*Problem to solve*.
Extend the technology industry news roundup past its final sentence by writing the passage that comes next.

*Excerpted text*.
IT job market evolves

If the doomsayers prove right, throngs of laid-off tech workers will soon be competing for only a handful of available jobs, reports Infoworld.

So, what are the hottest tech certifications in today's cool job market? According to Foote Partners' fall survey of more than 22 000 IT professionals, covering 170 certifications, the most valuable certificates today settle mainly into two camps: architecture and security. Microsoft and Cisco certifications also got good grades.

As the economic crisis has deepened, good enterprise architects have become treasured assets. In fact, over the last six months, seven of the eight fastest-growing certificates are for enterprise architecture, which barely registered a blip a year ago, says David Foote, president of Foote Partners.

Alcatel-Lucent targets large enterprises

Alcatel-Lucent unleashed a host of enhancements to its product line aimed at the large enterprise, that it says will ultimately help end-customers "save money and make money", according to Channel Web.

*Data under study*.
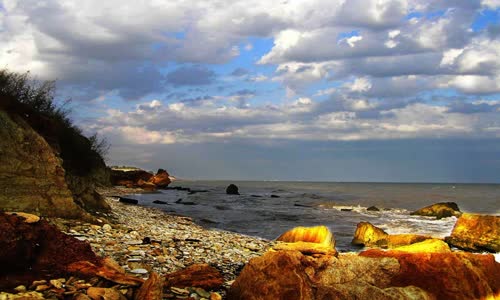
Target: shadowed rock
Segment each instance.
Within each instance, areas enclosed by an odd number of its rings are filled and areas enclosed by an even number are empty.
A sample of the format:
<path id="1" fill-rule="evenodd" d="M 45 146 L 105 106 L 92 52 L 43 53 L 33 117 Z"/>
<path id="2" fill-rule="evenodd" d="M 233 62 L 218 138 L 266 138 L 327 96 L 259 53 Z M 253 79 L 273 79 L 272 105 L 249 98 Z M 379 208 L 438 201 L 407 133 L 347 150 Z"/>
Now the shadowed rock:
<path id="1" fill-rule="evenodd" d="M 226 194 L 228 195 L 239 195 L 240 193 L 238 192 L 238 187 L 234 184 L 230 184 L 226 188 Z"/>
<path id="2" fill-rule="evenodd" d="M 222 274 L 208 264 L 195 264 L 183 270 L 165 275 L 165 287 L 201 287 L 218 289 L 224 283 Z"/>
<path id="3" fill-rule="evenodd" d="M 464 213 L 445 240 L 464 250 L 500 252 L 500 217 Z"/>
<path id="4" fill-rule="evenodd" d="M 381 228 L 372 225 L 369 222 L 360 222 L 356 227 L 353 245 L 394 248 L 414 243 L 422 242 L 432 237 L 419 234 L 387 234 Z"/>

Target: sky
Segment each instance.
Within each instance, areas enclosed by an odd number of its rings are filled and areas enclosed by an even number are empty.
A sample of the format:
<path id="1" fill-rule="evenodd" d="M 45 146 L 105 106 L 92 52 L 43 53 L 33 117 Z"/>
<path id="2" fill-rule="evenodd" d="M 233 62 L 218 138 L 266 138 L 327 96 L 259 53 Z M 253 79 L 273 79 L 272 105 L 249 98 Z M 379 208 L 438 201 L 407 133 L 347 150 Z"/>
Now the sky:
<path id="1" fill-rule="evenodd" d="M 111 165 L 500 183 L 499 0 L 0 0 L 0 67 Z"/>

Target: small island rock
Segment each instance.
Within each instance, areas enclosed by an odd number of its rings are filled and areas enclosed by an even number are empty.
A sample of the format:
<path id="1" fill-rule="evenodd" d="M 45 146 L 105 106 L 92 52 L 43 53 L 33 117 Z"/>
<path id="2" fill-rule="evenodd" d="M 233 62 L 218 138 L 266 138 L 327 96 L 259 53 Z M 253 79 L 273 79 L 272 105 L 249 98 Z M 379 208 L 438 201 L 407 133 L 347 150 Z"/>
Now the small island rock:
<path id="1" fill-rule="evenodd" d="M 446 242 L 469 251 L 500 252 L 500 216 L 464 213 Z"/>
<path id="2" fill-rule="evenodd" d="M 228 195 L 239 195 L 238 187 L 235 184 L 230 184 L 226 188 L 226 194 Z"/>

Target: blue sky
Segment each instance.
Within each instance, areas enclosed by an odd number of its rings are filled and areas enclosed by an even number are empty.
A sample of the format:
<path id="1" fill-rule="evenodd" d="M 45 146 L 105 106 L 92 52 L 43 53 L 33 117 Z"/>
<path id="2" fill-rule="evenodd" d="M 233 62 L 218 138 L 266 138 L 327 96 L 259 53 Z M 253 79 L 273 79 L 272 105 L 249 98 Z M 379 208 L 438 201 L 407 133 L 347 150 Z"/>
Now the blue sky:
<path id="1" fill-rule="evenodd" d="M 110 164 L 182 178 L 500 182 L 500 1 L 0 1 Z"/>

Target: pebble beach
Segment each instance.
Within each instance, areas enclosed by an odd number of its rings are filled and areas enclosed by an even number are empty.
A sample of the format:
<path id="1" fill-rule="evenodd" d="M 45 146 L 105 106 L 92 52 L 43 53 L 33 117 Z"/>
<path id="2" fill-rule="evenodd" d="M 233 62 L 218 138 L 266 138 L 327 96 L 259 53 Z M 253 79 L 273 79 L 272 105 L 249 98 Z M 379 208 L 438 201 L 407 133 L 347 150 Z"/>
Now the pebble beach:
<path id="1" fill-rule="evenodd" d="M 147 279 L 153 272 L 162 276 L 193 264 L 205 263 L 215 267 L 224 277 L 224 284 L 219 290 L 197 289 L 196 293 L 194 289 L 172 288 L 171 294 L 164 295 L 165 299 L 224 297 L 244 265 L 251 258 L 262 255 L 273 244 L 261 238 L 206 229 L 189 217 L 119 202 L 119 196 L 138 192 L 142 190 L 121 187 L 100 189 L 99 193 L 105 197 L 112 210 L 98 214 L 99 225 L 59 218 L 48 221 L 64 233 L 88 242 L 98 256 L 112 258 L 129 275 Z M 64 285 L 68 280 L 75 279 L 61 278 L 58 282 Z M 98 282 L 77 282 L 79 286 L 87 288 L 99 285 Z M 69 287 L 69 284 L 65 286 Z M 126 294 L 126 287 L 122 288 L 123 294 Z M 48 291 L 53 290 L 54 286 L 53 283 L 40 281 L 26 289 L 27 293 L 19 295 L 38 295 L 40 298 L 33 296 L 33 299 L 50 299 L 52 294 Z M 25 287 L 20 287 L 18 291 L 24 292 Z M 210 292 L 212 298 L 208 296 Z M 68 293 L 66 291 L 66 295 Z M 2 293 L 0 299 L 16 298 Z"/>

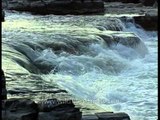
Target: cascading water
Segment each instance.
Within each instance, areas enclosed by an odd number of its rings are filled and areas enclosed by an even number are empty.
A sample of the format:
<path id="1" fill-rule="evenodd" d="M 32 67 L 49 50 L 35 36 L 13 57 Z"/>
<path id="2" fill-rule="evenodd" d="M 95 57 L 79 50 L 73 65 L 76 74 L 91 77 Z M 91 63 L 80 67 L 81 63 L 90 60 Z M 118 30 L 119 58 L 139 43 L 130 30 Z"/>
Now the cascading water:
<path id="1" fill-rule="evenodd" d="M 23 89 L 27 74 L 37 74 L 132 120 L 157 119 L 157 33 L 119 18 L 7 12 L 2 68 L 8 89 Z"/>

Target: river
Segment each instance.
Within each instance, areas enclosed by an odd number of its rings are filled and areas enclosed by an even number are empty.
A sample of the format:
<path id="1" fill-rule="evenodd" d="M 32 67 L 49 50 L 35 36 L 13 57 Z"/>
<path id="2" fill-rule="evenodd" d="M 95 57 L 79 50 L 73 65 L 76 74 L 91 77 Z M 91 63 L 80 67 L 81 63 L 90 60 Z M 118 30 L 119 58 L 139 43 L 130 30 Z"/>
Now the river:
<path id="1" fill-rule="evenodd" d="M 111 37 L 112 33 L 126 37 L 133 33 L 144 45 L 138 50 L 123 44 L 108 47 L 97 35 L 102 33 Z M 37 89 L 34 77 L 29 84 L 24 82 L 28 74 L 35 74 L 42 83 L 56 83 L 77 98 L 126 112 L 132 120 L 156 120 L 157 42 L 156 31 L 145 31 L 112 15 L 34 16 L 8 11 L 2 23 L 7 89 L 28 85 L 30 90 Z"/>

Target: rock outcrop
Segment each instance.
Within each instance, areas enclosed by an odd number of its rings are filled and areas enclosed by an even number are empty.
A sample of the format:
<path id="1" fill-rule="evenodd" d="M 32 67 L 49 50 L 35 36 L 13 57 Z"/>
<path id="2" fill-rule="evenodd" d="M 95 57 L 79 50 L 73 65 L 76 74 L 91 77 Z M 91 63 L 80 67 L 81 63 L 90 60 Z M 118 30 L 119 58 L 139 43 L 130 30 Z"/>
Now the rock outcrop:
<path id="1" fill-rule="evenodd" d="M 26 98 L 11 98 L 2 103 L 2 120 L 130 120 L 126 113 L 85 114 L 72 100 L 48 99 L 35 103 Z"/>
<path id="2" fill-rule="evenodd" d="M 2 103 L 2 120 L 37 120 L 37 104 L 30 99 L 8 99 Z"/>
<path id="3" fill-rule="evenodd" d="M 5 3 L 4 3 L 5 4 Z M 8 0 L 9 10 L 28 11 L 33 14 L 96 14 L 104 12 L 100 0 Z"/>
<path id="4" fill-rule="evenodd" d="M 158 16 L 146 14 L 145 16 L 135 16 L 135 23 L 148 31 L 158 30 Z"/>
<path id="5" fill-rule="evenodd" d="M 1 22 L 4 22 L 5 20 L 5 12 L 1 10 Z"/>

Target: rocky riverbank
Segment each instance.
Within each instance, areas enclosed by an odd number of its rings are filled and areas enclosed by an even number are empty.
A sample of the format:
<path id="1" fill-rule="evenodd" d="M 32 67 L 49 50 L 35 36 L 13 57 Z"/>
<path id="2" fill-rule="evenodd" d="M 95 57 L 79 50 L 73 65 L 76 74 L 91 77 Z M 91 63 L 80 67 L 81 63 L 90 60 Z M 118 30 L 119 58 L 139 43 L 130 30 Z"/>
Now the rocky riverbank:
<path id="1" fill-rule="evenodd" d="M 126 113 L 100 112 L 82 116 L 72 100 L 48 99 L 36 103 L 25 98 L 2 102 L 2 120 L 130 120 Z"/>

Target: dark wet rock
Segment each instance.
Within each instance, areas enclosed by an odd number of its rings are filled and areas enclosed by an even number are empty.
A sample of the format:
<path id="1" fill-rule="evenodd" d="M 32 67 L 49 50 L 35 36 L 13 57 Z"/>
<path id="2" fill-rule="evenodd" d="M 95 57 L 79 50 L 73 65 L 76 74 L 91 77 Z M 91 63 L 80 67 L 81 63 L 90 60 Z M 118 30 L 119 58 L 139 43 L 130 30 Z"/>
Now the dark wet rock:
<path id="1" fill-rule="evenodd" d="M 4 22 L 5 20 L 5 12 L 1 10 L 1 22 Z"/>
<path id="2" fill-rule="evenodd" d="M 81 120 L 82 113 L 79 111 L 51 111 L 39 112 L 38 120 Z"/>
<path id="3" fill-rule="evenodd" d="M 7 99 L 7 89 L 6 89 L 6 79 L 4 75 L 4 71 L 1 69 L 1 99 Z"/>
<path id="4" fill-rule="evenodd" d="M 19 90 L 7 90 L 8 94 L 28 94 L 28 93 L 67 93 L 66 90 L 58 90 L 58 89 L 50 89 L 50 90 L 25 90 L 25 89 L 19 89 Z"/>
<path id="5" fill-rule="evenodd" d="M 104 113 L 96 113 L 99 120 L 130 120 L 130 117 L 126 113 L 112 113 L 112 112 L 104 112 Z"/>
<path id="6" fill-rule="evenodd" d="M 9 0 L 7 9 L 33 14 L 92 14 L 103 13 L 104 4 L 101 0 Z"/>
<path id="7" fill-rule="evenodd" d="M 98 117 L 95 114 L 83 115 L 82 120 L 98 120 Z"/>
<path id="8" fill-rule="evenodd" d="M 153 6 L 154 3 L 158 0 L 140 0 L 140 1 L 145 6 Z"/>
<path id="9" fill-rule="evenodd" d="M 139 3 L 140 0 L 103 0 L 104 2 Z"/>
<path id="10" fill-rule="evenodd" d="M 2 120 L 37 120 L 37 104 L 25 98 L 12 98 L 2 103 Z"/>
<path id="11" fill-rule="evenodd" d="M 81 120 L 82 113 L 71 100 L 48 99 L 38 103 L 39 120 Z"/>
<path id="12" fill-rule="evenodd" d="M 52 110 L 64 110 L 69 108 L 74 108 L 72 100 L 60 101 L 57 99 L 48 99 L 46 101 L 41 101 L 38 103 L 38 109 L 41 112 L 49 112 Z"/>
<path id="13" fill-rule="evenodd" d="M 143 29 L 148 31 L 157 31 L 158 30 L 158 16 L 152 15 L 150 13 L 145 16 L 136 16 L 134 17 L 135 23 L 140 25 Z"/>

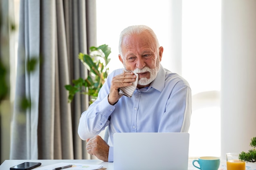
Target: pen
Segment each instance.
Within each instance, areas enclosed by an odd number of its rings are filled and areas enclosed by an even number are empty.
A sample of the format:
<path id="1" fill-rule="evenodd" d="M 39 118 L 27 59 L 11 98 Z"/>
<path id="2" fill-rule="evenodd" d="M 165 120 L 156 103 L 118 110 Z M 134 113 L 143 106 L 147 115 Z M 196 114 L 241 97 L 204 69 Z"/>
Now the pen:
<path id="1" fill-rule="evenodd" d="M 67 168 L 70 168 L 71 167 L 72 167 L 72 165 L 69 165 L 61 167 L 55 168 L 54 168 L 52 170 L 60 170 L 62 169 Z"/>

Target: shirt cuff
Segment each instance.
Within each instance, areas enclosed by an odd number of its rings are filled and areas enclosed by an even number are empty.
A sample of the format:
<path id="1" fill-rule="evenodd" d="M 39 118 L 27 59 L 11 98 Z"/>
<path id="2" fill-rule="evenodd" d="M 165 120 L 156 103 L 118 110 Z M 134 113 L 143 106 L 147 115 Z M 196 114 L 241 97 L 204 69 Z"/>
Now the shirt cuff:
<path id="1" fill-rule="evenodd" d="M 110 146 L 108 150 L 108 162 L 114 162 L 114 147 Z"/>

*Result*.
Hema Ganapathy, director of large enterprise solutions marketing at Alcatel-Lucent, says the new and enhanced portfolio, called Corporate Communications Solutions for Large Enterprises, targets a number of network transitions such as globalisation, virtualisation and centralisation.

It offers a way to converge the networks to integrate applications with business processes to fulfil Alcatel-Lucent's "dynamic enterprise" vision by aligning networks, people, process and knowledge.

Defence department to use SOA

The US Defence and Veterans Affairs (VA) departments will migrate their respective electronic health record systems to a service-oriented architecture (SOA) to enhance the interoperability of outpatient clinical data, reports GovhealthIT.

SOA means the systems will rely on Web services that connect loosely coupled, reusable components.

A study by Booz Allen Hamilton recommended the use of SOA, and officials accepted that recommendation, said Stephen Jones, principal deputy assistant secretary of Defence for health affairs.